__PROBLEM DESCRIPTION__. Continue the news story about the All-America City 10K Run/Walk from its last sentence.

By Gina Tiano
This year’s annual All-America City 10K Run/Walk drew thousands of on-lookers, as runners made their way to the starting line. The
race was held Saturday, February 7, a day when temperatures soared to 85F — 15 degrees above normal.
At the head of the throng were men and women who make their living winning races. Behind them were hundreds of people of all ages and from all walks of life, most there to participate for fun. Among those competing were registered nurses Maribel Martinez and Erika Guerra, who had run Edinburg’s 10K the
“Erika is the one who got me into the whole running thing,” Martinez said, laughing. “We have done a lot of 10K races, biking and several marathons. We are involved in a program called Team-In-Training (TNT), a charity sports training program that helps raise money for the Leukemia and Lymphoma society.
Speaking about Edinburg’s 10K, Martinez said, “It was really hot and windy that day. It went really well until the fifth mile when a young man collapsed, likely going into heat stroke or heat exhaustion. He went unresponsive for some time.”
Martinez stopped and helped the young man, making sure he was out of the sun and not in the path of approaching runners.

__INFORMATION GIVEN__.
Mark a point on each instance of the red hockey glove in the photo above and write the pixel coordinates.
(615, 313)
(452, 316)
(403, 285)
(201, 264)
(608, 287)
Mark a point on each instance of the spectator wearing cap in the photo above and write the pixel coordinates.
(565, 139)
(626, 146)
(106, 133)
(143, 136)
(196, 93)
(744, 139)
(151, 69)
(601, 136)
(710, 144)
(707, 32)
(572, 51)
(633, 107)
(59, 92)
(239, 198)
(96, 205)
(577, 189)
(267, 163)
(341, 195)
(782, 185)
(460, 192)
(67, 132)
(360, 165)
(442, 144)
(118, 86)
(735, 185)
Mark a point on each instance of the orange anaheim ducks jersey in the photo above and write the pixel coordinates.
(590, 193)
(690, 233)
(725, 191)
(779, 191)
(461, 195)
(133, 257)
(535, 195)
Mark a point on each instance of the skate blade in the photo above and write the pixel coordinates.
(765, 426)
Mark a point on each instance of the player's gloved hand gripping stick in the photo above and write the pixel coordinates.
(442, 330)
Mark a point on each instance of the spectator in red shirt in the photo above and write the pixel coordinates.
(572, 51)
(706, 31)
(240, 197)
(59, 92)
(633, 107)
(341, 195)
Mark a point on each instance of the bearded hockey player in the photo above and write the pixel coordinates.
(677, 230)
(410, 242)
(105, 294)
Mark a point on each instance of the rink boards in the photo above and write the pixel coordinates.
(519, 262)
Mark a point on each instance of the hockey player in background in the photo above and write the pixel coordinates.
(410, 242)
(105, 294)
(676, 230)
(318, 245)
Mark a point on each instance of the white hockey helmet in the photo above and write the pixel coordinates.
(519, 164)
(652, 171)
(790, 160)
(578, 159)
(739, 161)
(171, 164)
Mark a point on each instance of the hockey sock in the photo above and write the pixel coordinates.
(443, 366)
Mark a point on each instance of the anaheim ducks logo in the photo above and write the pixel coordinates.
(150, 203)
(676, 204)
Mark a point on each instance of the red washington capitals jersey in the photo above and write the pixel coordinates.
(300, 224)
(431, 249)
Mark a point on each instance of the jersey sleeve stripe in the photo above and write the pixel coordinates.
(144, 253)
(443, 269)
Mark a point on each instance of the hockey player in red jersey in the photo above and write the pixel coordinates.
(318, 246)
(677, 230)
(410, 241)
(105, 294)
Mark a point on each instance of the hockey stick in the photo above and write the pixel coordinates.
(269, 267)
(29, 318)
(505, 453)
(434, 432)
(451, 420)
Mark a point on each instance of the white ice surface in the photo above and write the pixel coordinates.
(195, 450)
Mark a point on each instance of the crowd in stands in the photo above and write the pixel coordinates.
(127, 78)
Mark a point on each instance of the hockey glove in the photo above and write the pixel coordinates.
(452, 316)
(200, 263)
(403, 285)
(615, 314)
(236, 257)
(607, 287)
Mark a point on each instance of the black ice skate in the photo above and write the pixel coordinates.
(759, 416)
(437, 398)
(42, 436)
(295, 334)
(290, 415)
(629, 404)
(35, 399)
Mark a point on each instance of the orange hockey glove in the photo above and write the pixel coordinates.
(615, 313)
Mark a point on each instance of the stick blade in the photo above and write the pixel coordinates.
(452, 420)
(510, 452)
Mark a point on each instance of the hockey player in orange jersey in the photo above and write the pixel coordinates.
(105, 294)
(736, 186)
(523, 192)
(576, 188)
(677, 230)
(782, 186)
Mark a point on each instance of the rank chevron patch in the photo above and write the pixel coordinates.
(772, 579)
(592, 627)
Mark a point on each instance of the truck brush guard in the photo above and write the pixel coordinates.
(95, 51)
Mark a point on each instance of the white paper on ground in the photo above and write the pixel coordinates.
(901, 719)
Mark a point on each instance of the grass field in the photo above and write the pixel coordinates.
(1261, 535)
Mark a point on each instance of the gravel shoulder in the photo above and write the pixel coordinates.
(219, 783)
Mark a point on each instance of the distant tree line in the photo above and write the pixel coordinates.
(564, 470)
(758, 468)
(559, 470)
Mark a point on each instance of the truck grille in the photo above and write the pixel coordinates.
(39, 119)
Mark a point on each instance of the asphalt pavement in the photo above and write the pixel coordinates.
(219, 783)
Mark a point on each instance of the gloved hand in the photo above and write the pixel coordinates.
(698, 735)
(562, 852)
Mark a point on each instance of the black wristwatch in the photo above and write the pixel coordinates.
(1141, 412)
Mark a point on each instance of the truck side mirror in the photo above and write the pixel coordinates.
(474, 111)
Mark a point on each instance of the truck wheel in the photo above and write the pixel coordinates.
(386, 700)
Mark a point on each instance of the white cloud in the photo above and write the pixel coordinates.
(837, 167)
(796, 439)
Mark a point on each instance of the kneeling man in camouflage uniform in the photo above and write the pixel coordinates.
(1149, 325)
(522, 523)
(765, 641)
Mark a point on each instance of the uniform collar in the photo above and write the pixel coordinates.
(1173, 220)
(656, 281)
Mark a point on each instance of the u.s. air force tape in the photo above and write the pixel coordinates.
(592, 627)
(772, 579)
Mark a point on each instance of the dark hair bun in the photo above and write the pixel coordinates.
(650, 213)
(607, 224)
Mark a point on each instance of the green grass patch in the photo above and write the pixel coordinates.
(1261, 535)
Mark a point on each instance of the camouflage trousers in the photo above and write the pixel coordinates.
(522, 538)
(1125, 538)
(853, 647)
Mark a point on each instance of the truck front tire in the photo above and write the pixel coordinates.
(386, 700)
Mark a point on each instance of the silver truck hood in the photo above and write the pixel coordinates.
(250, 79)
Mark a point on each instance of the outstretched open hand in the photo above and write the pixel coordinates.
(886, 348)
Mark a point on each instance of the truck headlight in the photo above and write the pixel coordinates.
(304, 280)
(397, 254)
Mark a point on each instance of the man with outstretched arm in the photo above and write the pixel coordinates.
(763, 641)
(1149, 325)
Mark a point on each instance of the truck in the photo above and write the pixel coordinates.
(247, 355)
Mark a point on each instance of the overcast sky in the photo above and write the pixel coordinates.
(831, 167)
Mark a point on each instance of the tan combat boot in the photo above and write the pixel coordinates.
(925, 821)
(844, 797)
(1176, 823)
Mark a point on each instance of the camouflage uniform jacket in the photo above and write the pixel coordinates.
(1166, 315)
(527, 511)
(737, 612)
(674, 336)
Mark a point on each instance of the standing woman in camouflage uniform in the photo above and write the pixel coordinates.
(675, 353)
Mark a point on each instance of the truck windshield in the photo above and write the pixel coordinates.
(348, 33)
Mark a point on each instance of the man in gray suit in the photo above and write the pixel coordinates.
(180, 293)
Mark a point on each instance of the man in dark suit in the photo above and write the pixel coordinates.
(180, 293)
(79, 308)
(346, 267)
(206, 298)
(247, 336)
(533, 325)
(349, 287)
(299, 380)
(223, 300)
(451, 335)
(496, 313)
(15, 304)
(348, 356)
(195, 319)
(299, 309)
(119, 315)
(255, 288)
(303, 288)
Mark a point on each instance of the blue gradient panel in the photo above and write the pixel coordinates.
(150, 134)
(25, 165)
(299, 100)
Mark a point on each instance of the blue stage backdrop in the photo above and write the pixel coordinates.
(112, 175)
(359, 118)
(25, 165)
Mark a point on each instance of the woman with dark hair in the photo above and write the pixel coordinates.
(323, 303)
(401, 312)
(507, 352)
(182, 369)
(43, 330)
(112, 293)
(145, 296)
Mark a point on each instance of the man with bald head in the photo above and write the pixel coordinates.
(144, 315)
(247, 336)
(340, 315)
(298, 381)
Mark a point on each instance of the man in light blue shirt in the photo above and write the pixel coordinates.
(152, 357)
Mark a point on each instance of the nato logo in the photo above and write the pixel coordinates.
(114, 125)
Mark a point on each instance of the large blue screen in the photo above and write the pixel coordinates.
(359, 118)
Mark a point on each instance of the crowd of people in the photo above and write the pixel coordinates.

__SOLVED EXERCISE__.
“Most races I’ve run in start between six and eight in the morning,” Martinez noted. “Ten-thirty is the latest start time for a race that I’ve ever run, and I wouldn’t be surprised if that contributed to the young man’s collapse.
“He looked like he was going into shock. What he needed right away was fluids, an IV [intravenous fluids],” Martinez said. “But out of the hospital setting, I felt helpless. Other than putting him in the ‘recovery position’ [on his left side to prevent choking] and monitoring his breathing and pulse, all I could do was wait for the ambulance.
“A lot of other races I’ve run,” Martinez continued, “require that on the back of the number there has to be emergency contact information. I reached for the young man’s number, but there was no information on it anywhere. It would have been a good thing to know.”
As nurses living in the Rio Grande Valley, it is not unusual for Maribel Martinez and Erika Guerra to see people suffer from heat-related illnesses. The heat and humidity are a deadly combination for those who overheat while working or exercising outside. Many people underestimate the extent of their fluid loss, and it is very difficult to avoid dehydration during a long race because the rate of sweat loss usually exceeds the rate of absorption of ingested fluids, according to Martinez.
“We like to compete against each other to see who can get there fastest, but we always train and prepare for the event. Safety is a top priority.”
Martinez pointed out that even well-conditioned athletes can fall victim to dehydration and heat stroke, which can be potentially life-threatening.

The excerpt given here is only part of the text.